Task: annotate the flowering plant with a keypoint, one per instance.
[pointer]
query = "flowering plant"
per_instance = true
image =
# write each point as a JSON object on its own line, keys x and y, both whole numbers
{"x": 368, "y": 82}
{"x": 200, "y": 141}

***

→ **WRITTEN REQUEST**:
Rewrite every line of the entries above, requests included, multiplying each x and y coordinate in the answers by 1.7 and rounding to the nearest whole number, with halves rounded up.

→ **EXERCISE RESULT**:
Task: annotate the flowering plant with a keypoint, one per instance.
[pointer]
query = "flowering plant"
per_instance = true
image =
# write each point as a JSON object on its own line, keys x and y, both whole numbers
{"x": 626, "y": 139}
{"x": 340, "y": 240}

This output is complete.